* **What needs to be done**:
Copy word for word everything from the line containing "Confirm that each instance of the white" down to the end of the items below, omitting any pictures from your answer.

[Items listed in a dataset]

· · · · ·

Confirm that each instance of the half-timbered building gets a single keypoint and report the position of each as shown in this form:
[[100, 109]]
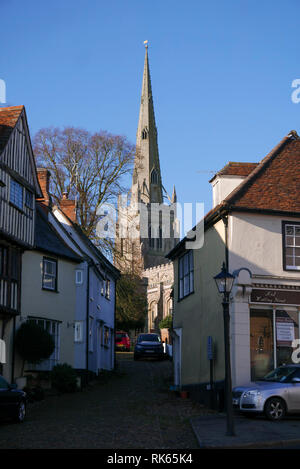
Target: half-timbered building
[[19, 187]]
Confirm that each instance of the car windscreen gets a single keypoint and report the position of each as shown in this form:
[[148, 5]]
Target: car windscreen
[[120, 336], [279, 375], [149, 338]]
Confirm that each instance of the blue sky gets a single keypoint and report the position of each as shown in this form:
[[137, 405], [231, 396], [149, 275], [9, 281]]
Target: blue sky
[[221, 75]]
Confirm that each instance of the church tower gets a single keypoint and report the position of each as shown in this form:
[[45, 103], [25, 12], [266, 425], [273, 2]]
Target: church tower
[[152, 221]]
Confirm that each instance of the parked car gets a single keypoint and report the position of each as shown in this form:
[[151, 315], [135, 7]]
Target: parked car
[[122, 341], [275, 395], [12, 401], [148, 345]]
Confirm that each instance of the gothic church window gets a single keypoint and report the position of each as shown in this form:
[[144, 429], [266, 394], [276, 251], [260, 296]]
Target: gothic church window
[[154, 177]]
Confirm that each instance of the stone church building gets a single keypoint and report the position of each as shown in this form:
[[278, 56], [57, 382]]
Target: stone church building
[[147, 227]]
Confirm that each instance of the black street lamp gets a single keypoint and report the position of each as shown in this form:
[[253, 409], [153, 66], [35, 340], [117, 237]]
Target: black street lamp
[[224, 281]]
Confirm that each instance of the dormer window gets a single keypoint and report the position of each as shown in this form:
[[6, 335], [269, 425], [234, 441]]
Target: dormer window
[[154, 177]]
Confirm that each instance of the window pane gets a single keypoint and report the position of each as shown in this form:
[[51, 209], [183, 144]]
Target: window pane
[[191, 282], [289, 241], [49, 282], [28, 199], [289, 260], [181, 288], [186, 285], [50, 267], [16, 194]]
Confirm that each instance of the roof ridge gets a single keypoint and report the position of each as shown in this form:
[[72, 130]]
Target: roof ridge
[[239, 190]]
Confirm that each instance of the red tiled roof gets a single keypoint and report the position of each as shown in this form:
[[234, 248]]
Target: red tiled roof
[[236, 169], [275, 182], [8, 119], [272, 185]]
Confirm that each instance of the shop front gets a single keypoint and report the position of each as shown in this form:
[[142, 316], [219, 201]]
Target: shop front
[[274, 327]]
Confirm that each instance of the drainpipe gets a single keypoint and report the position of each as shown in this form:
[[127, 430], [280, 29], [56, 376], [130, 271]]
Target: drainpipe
[[225, 221], [87, 321], [113, 341], [13, 351]]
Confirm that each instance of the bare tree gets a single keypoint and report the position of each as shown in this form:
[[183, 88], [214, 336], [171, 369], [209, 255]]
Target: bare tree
[[85, 166]]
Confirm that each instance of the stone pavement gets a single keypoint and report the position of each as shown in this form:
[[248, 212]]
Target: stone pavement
[[131, 408], [255, 432]]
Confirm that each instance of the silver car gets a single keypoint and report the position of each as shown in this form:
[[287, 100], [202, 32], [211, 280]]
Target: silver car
[[275, 395]]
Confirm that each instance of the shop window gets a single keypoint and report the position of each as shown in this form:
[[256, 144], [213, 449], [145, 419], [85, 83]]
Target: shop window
[[291, 246], [267, 327]]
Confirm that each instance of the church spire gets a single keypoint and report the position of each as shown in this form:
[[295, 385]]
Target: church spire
[[147, 167]]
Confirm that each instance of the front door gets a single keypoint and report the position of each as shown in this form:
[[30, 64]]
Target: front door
[[261, 343]]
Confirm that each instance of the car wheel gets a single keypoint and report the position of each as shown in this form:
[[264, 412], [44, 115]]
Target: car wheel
[[21, 412], [275, 409]]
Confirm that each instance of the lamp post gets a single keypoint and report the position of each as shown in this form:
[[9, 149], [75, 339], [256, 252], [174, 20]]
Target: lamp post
[[224, 281]]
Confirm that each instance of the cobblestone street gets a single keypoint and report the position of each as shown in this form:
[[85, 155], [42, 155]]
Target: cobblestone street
[[130, 408]]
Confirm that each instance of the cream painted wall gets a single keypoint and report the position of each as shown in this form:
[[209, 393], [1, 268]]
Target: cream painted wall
[[201, 314], [47, 304], [255, 242]]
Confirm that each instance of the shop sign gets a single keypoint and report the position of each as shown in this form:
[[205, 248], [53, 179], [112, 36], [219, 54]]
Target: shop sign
[[287, 297], [285, 332]]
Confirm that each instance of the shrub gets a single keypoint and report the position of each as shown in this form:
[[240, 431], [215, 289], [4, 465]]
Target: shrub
[[166, 323], [63, 378], [33, 343]]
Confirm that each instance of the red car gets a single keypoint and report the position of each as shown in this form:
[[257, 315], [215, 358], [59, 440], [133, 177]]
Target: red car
[[122, 341]]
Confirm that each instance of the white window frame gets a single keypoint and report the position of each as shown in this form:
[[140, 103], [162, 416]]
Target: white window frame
[[15, 197], [78, 276], [53, 276], [291, 245], [78, 331]]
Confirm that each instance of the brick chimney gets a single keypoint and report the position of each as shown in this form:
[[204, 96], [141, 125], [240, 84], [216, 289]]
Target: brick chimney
[[44, 181], [68, 207]]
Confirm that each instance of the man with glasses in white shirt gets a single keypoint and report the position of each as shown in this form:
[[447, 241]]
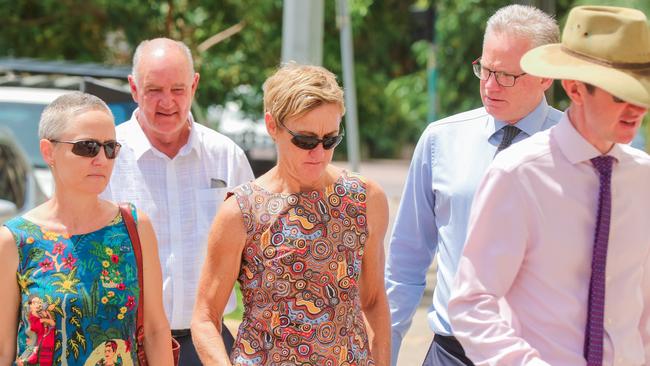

· · · · ·

* **Solution below**:
Confirm that each instance of the white window frame gets a single keypoint and report the position of each as shown in this form:
[[140, 103], [162, 416]]
Target: white window frame
[[15, 197], [78, 276], [53, 276], [291, 245], [78, 331]]
Confirm that each instance of the brick chimney gets a single keypoint and report the position of each as shown in this form:
[[204, 96], [141, 125], [240, 84], [216, 289]]
Target: brick chimney
[[44, 181], [68, 207]]
Confirm that each instance of the man with glasses in white shirt gets a single keypoint and report the position of each as shown in this form:
[[447, 241]]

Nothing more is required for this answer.